▶ **Brano estratto**
L’abruzzese si è rimesso in gioco con la Giotti Victoria Savini Due, una Continental costruita con criteri quantomeno alternativi: non è la squadra dei giovani dilettanti e neanche quella dei “vecchi”, ma come dice Giuliani stesso: «E’ la squadra di chi ha ancora fame e voglia di riscattarsi».

Emil Dima è stato tra i più attivi. Ha preso parte anche agli europei
Emil Dima è stato tra i più attivi. Ha preso parte anche agli europei

Una vita nel ciclismo

Da corridore Giuliani era un attaccante nato. Ci provava sempre. «Mi emozionavo ad emozionare – racconta con passione – non esisteva una corsa non adatta a me e forse per questo avrei potuto vincere di più. Mi sono rimesso in discussione con la Mtb e con il ciclocross. E quando stavo per smettere mi richiamò persino Tony Rominger, ma io ormai ero felice così e non ritornai».

Questo carattere mai domo Giuliani lo vuol passare ai suoi corridori. Negli anni ne ha tirati e ritirati su in tanti: Ivan Quaranta, Ongarato, Nocentini e più recentemente Stacchiotti, Filosi. Gli ultimi della lista sono Guardini e Simion.

«Ma è successo anche con Grosu o Bole. Grosu non lo volevano, ma lui è un leader, un corridore vero. Bole è ritornato addirittura nel WorldTour. Io cerco di capire chi ha ancora voglia, chi ha fame, e soprattutto carattere. Cerco di conoscere i ragazzi prima di prenderli. E li responsabilizzo. Vuoi la pizza? Okay, basta che poi vai forte. Se ti serve per la testa è giusto che la mangi, che problema c’è?».

▶ **Istruzioni operative**
1. Rispondi a queste domande sul brano su Giuliani:
(a) Con quale squadra si è rimesso in gioco l'abruzzese?
(b) Chi richiamò Giuliani quando stava per smettere?
(c) Quali corridori sono indicati come gli ultimi della lista?
2. Prosegui il brano su Giuliani a partire dalla sua ultima frase.

▶ **Elenco estratto**
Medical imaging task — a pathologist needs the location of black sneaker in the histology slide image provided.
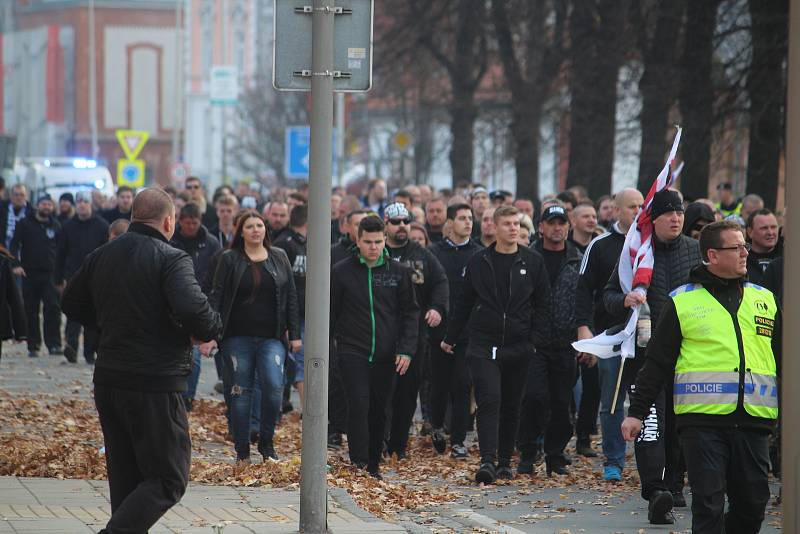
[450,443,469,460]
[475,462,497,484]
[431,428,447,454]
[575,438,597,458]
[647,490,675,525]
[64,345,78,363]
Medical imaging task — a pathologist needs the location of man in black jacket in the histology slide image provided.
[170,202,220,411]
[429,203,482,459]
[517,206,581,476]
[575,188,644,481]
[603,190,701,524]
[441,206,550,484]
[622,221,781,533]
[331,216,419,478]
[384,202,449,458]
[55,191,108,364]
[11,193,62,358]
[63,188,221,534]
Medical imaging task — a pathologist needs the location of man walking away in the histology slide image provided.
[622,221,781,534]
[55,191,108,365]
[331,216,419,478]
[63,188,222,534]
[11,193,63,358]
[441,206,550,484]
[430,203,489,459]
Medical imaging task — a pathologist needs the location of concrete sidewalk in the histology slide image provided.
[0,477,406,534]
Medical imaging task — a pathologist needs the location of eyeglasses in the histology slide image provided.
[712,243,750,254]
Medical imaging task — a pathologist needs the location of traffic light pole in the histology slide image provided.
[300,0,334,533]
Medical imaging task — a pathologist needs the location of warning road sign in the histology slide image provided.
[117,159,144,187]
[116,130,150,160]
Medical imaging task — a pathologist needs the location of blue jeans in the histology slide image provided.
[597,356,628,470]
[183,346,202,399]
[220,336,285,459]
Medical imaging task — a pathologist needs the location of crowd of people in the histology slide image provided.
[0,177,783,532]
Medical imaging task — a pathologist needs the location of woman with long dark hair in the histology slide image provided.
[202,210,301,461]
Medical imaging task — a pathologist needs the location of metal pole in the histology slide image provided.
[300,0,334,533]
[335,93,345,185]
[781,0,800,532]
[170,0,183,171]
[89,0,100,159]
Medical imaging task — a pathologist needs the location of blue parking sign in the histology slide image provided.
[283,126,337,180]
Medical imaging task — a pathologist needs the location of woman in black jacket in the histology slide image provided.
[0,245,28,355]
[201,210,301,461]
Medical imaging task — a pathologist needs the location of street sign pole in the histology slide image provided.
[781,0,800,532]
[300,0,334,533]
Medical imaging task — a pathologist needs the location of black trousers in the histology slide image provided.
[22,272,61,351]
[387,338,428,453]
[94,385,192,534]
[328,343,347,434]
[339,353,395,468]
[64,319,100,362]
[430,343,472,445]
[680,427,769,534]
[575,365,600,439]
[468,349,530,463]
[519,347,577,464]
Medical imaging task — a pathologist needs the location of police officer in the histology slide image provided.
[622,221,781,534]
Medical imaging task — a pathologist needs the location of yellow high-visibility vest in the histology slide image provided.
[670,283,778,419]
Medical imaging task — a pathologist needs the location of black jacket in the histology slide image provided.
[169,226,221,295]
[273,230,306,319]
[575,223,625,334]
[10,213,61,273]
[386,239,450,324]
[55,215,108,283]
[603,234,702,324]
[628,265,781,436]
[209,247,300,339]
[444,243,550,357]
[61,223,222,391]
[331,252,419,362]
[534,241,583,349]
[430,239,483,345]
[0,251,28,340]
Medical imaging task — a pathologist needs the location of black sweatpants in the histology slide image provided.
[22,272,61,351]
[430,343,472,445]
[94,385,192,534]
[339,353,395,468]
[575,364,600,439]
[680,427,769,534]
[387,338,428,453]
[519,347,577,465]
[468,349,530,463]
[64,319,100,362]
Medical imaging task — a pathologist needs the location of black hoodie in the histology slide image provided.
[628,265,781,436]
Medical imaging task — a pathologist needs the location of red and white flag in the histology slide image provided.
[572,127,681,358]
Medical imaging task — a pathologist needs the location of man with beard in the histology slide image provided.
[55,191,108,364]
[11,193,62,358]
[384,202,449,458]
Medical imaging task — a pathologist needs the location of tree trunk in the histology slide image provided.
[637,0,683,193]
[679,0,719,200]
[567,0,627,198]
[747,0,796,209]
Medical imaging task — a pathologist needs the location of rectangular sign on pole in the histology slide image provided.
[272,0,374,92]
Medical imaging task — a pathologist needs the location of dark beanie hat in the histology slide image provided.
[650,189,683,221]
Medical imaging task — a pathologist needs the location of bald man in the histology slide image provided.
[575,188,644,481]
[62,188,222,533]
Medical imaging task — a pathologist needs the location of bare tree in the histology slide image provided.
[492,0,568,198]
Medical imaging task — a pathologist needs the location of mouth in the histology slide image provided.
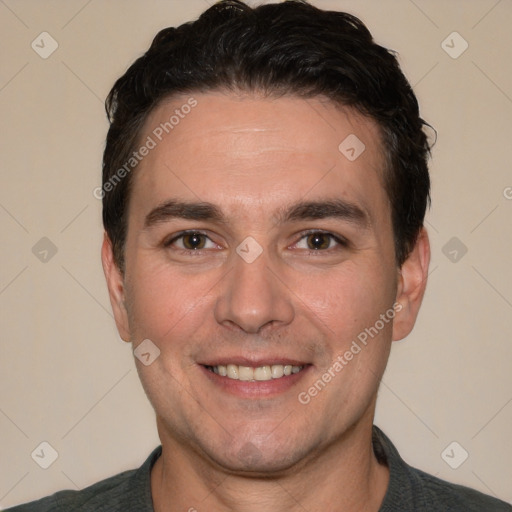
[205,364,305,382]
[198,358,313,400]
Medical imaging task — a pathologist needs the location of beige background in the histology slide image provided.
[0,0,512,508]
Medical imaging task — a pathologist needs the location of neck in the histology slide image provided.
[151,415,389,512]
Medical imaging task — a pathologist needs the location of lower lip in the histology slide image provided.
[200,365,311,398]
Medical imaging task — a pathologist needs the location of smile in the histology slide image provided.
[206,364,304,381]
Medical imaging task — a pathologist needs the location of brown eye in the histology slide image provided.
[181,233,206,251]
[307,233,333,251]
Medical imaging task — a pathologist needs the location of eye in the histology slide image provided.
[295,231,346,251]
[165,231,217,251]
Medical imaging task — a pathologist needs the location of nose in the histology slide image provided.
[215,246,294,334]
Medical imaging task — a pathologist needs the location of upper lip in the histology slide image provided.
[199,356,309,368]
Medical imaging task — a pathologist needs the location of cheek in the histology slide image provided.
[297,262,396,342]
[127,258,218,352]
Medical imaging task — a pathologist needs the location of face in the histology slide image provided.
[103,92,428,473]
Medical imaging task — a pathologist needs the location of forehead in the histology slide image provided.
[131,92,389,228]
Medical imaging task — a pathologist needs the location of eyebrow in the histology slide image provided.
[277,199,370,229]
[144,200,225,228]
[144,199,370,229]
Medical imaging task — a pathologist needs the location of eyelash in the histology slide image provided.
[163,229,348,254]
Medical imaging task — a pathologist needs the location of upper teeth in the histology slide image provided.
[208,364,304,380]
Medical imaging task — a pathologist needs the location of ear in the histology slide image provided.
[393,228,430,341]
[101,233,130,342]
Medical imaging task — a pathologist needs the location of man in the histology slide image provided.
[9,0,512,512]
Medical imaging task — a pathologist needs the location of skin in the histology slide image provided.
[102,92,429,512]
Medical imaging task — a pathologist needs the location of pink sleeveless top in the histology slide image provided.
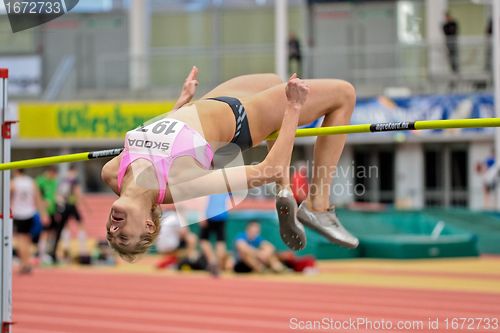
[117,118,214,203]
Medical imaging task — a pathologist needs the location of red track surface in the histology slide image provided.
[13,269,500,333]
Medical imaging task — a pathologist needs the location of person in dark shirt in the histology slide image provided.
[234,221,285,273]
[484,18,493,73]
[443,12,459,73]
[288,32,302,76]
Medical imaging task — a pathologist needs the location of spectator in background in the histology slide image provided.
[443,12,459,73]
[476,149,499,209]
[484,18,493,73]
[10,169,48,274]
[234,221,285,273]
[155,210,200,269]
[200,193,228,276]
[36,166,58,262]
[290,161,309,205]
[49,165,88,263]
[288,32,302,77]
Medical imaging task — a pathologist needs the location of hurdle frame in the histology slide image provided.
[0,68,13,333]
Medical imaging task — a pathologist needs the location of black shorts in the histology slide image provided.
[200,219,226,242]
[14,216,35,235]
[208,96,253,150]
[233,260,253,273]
...
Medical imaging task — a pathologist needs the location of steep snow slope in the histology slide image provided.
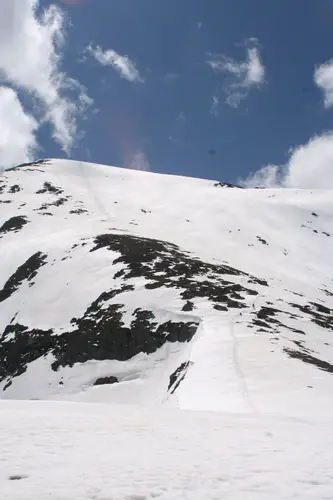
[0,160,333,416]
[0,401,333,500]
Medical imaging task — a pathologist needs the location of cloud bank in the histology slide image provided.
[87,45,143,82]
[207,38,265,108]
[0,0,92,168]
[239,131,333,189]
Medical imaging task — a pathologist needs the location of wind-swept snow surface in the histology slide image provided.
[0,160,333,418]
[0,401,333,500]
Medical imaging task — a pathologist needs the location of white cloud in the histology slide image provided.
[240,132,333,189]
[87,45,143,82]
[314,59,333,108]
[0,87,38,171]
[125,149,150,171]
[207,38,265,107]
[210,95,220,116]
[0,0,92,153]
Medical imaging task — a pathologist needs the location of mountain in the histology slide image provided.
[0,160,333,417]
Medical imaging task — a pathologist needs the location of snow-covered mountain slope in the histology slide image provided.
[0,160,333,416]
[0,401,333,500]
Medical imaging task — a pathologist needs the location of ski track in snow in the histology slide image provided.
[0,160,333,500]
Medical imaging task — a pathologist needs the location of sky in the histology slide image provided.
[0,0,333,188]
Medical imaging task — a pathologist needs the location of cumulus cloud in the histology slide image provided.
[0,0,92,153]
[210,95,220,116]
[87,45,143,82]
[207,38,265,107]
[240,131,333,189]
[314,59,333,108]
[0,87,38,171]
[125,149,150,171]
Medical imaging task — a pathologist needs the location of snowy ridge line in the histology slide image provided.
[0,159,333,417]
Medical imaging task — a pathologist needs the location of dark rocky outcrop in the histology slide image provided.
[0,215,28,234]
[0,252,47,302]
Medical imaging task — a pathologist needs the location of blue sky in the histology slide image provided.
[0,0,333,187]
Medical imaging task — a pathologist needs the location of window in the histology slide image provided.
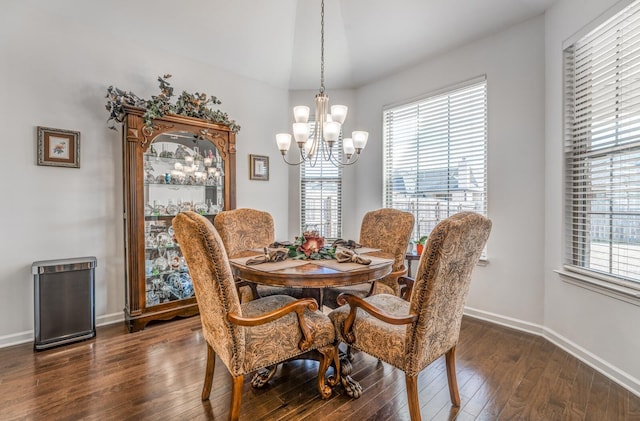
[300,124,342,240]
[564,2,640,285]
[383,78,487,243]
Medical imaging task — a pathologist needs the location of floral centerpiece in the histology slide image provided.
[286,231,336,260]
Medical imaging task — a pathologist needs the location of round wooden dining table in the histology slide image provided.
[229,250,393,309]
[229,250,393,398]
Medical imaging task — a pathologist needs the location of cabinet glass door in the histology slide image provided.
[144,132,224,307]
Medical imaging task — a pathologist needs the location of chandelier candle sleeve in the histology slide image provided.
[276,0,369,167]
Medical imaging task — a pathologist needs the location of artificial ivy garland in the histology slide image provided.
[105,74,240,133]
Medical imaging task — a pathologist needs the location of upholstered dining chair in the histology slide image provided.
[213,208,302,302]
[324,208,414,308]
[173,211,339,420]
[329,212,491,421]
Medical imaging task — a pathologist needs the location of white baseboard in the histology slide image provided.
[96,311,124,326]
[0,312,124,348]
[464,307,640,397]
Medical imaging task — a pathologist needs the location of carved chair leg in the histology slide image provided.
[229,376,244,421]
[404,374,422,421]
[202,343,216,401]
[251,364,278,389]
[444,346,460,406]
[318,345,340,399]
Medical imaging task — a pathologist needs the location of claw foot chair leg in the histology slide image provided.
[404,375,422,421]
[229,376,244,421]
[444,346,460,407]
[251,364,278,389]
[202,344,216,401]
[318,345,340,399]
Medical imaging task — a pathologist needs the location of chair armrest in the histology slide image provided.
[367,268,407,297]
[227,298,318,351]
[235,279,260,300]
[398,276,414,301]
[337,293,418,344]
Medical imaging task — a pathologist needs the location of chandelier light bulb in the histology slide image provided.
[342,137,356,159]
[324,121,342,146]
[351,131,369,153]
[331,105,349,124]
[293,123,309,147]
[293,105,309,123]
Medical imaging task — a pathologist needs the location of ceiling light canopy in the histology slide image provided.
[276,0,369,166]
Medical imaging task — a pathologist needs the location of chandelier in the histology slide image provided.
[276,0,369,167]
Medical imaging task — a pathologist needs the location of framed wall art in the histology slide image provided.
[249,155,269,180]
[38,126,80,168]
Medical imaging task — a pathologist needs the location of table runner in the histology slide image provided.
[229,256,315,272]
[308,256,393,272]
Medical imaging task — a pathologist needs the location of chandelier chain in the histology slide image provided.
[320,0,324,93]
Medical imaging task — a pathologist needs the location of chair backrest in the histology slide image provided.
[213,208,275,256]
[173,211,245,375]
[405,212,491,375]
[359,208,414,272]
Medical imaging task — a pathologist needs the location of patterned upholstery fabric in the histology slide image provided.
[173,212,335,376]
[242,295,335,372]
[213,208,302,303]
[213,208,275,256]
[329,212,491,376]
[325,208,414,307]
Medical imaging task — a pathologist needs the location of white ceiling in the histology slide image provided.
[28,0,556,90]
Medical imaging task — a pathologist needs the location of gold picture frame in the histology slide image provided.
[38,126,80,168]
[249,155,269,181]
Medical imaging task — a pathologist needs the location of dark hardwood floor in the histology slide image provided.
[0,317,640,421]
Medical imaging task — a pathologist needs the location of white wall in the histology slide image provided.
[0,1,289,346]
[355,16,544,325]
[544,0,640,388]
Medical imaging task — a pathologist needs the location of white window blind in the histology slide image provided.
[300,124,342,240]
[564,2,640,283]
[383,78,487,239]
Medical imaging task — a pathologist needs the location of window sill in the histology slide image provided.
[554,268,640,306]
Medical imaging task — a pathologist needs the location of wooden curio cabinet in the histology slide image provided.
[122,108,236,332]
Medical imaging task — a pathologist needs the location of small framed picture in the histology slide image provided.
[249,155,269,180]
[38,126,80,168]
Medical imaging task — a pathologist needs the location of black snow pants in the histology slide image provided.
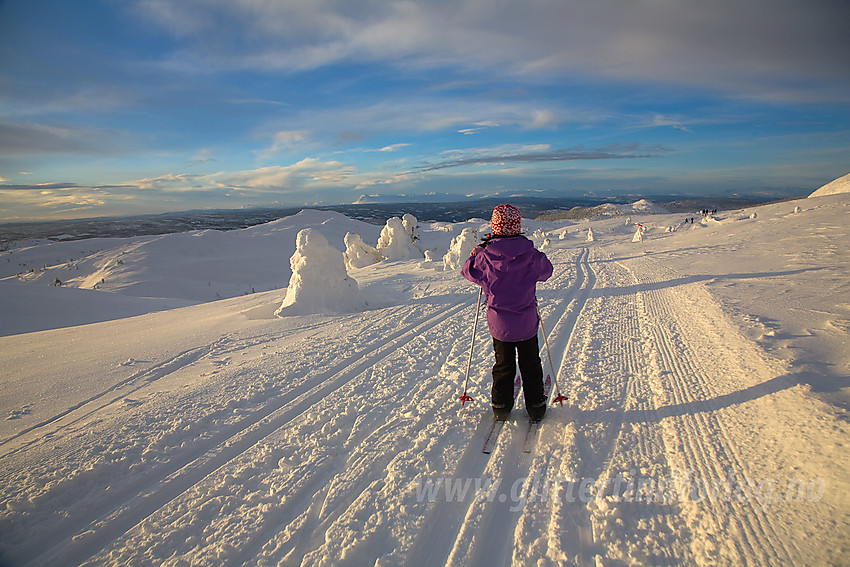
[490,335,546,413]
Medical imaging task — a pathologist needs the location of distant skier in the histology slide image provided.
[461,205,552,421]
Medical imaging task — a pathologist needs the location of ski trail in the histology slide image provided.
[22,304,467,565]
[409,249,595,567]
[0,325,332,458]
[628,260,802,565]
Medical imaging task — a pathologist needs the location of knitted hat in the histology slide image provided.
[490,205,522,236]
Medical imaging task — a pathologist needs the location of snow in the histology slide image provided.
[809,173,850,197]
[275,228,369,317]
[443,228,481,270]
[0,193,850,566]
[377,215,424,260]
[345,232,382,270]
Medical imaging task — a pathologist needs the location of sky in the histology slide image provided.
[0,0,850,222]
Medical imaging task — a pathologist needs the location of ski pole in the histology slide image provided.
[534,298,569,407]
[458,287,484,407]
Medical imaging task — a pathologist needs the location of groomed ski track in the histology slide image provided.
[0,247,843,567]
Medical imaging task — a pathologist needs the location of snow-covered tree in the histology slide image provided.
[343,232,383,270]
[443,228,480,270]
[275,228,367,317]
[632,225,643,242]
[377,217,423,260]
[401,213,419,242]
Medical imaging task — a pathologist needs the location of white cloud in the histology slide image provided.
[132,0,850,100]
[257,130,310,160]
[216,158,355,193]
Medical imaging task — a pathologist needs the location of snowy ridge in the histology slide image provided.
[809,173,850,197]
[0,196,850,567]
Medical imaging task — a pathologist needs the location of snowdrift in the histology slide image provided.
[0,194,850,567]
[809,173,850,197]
==
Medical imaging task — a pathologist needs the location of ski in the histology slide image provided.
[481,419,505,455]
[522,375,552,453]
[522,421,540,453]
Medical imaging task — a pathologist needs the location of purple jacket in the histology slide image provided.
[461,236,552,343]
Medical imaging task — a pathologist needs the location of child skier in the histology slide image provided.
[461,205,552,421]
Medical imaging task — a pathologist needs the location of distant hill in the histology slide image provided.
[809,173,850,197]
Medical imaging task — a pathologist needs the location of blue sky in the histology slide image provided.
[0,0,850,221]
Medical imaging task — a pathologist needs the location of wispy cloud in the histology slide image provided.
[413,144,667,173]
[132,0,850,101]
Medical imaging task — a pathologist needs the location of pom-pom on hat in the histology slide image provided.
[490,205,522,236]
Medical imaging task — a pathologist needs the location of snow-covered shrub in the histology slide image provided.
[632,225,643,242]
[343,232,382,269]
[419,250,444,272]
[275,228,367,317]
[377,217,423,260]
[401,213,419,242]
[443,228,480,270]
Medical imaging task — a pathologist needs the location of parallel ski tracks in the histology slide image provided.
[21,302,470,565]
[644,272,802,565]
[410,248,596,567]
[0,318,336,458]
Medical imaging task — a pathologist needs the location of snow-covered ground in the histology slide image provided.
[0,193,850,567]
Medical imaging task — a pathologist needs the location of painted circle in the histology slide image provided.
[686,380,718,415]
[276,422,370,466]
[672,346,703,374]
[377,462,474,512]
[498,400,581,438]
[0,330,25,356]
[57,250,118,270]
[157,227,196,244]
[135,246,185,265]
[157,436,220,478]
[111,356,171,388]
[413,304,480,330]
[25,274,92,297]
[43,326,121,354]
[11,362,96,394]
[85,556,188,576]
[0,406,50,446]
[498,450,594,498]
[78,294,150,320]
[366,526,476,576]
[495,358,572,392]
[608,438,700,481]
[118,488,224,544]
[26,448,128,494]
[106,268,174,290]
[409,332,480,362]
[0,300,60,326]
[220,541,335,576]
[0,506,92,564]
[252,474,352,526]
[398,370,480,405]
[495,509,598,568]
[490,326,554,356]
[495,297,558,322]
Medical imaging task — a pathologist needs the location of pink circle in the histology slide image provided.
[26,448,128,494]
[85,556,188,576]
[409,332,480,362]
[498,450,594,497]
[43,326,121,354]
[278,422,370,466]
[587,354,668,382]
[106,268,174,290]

▶ **Risposte per compito**
1.
(a) Con la Giotti Victoria Savini Due.
(b) Tony Rominger.
(c) Guardini e Simion.

2.
Guardini ha vinto due tappe all’ultimo Turul Romaniel
Guardini ha vinto due tappe all’ultimo Turul Romaniel

Ultimo stadio? Anche no

Giuliani è parte attiva poi del Trofeo Matteotti, è motore dell’organizzazione. In tal senso è un vulcano. Il primo bike park in Italia fu lui a crearlo e le idee non gli sono mai mancate. E la sfida con la Giotti è solo l’ultima in ordine cronologico delle tante della sua vita.

«Non nego – riprende Giuliani – che si faccia molta fatica ad andare avanti. I budget sono ridotti e ai miei ragazzi ho parlato chiaro. Sanno bene cosa posso e non posso dare loro. Non vado a prendere i giovani o i dilettanti, altrimenti mi faccio ridere dietro. Se è bravo me lo portano via in un attimo e farei poi fatica ad andare avanti. E se non va, mi dicono che è… un bravo ragazzo. Ma neanche voglio corridori all’ultimo stadio, come si pensa. Se così fosse avrei una squadra numerosa. Non immaginate quanti corridori, anche di livello, mi abbiano cercato».

Non c’è l’ufficialità ma il Laigueglia, Larciano e la Coppi e Bartali dovrebbero farle e chiaramente saranno presenti al Matteotti.

«Abbiamo un settore medico che ci segue per quel riguarda il passaporto biologico, così da poter prendere parte alle Pro-Series (le corse in cui partecipano anche le Professional, ndr) e per questo abbiamo fatto richiesta all’Uci.

Un giovane Simion impegnato in pista
Un giovane Simion impegnato in pista

Guardini e Simion: le punte

La Giotti Victoria-Savini Due conta otto corridori, le cui stelle sono Andrea Guardini e Paolo Simion, c’è anche un altro italiano: Adriano Brogi. 

«Guardini e Simion stanno riflettendo anche sugli errori fatti in passato. Guardini è fin troppo professionale. Lui è quello che quando siamo fuori dice: dobbiamo andare a dormire che è tardi! Con lui già in passato c’era stato feeling. Vinse con me le sua prima corsa da pro’, tra l’altro la prima in assoluto. Raccolse molte vittorie in Asia. Cercava una professional. Io gli ho detto: guardati anche intorno. Ma in tutto l’anno scorso ha fatto sei volate ed è un peccato perché Andrea ha parecchio bisogno di correre per entrare in condizione.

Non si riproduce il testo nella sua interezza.